### Your instructions:
Print all the entries verbatim.

Region pointing data:
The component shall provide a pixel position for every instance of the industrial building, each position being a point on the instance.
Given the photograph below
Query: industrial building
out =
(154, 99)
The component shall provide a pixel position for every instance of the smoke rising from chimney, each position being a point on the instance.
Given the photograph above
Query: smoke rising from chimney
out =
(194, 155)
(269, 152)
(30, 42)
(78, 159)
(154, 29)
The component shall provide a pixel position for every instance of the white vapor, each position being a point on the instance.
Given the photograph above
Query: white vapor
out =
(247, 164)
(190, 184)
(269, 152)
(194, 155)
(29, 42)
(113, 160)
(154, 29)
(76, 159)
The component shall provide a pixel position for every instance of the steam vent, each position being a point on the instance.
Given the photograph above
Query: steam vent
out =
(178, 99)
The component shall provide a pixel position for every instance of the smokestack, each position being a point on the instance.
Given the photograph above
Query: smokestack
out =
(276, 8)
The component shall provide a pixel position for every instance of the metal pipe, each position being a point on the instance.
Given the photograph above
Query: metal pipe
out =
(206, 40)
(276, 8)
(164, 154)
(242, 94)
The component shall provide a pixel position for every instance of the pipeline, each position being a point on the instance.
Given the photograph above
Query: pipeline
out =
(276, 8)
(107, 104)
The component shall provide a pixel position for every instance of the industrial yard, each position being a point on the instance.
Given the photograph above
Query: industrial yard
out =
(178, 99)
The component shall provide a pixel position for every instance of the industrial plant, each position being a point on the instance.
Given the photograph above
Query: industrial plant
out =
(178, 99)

### Output:
The component shall provide a pixel position for every instance of the industrial building, each position being a point on the instance.
Given the photograph below
Query: industrial building
out =
(154, 99)
The component shall provide a pixel position for every instance of the smoke rising from chimney, each position being a point on the instance.
Given the photograph above
Query: smoke rising from chimney
out =
(194, 155)
(269, 152)
(30, 42)
(78, 159)
(154, 29)
The component shall provide a pixel position for every instance of the white vapor, each position being a point on the instance.
Given the photograph above
Query: white vapor
out =
(247, 164)
(190, 184)
(269, 152)
(194, 155)
(29, 42)
(113, 160)
(154, 29)
(76, 159)
The component shall provide a pixel position for every instance of the steam vent, each position being a point on the instance.
Given the photograph above
Query: steam vent
out =
(178, 99)
The component shall provide a pixel position for every instance of the smokestack, each position being a point on the instance.
Given the photograph above
Query: smokestack
out =
(276, 8)
The component shall provide a pixel position for every instance of the metal pipe, each position being a point on the instance.
Given the photograph above
Query: metal pipe
out =
(206, 40)
(276, 8)
(164, 154)
(242, 94)
The component shall provide a pixel position for every instance of the pipeline, each position being a point on the instance.
Given the photograph above
Query: pipeline
out =
(276, 8)
(107, 104)
The component shall provide a pixel position for every instance of the industrial yard, each position being a point on the instance.
Given the photograph above
Query: industrial yard
out =
(178, 99)
The component shall provide a pixel position for every instance of the industrial plant, each position being a point on the instance.
Given the photograph above
Query: industrial plant
out =
(178, 99)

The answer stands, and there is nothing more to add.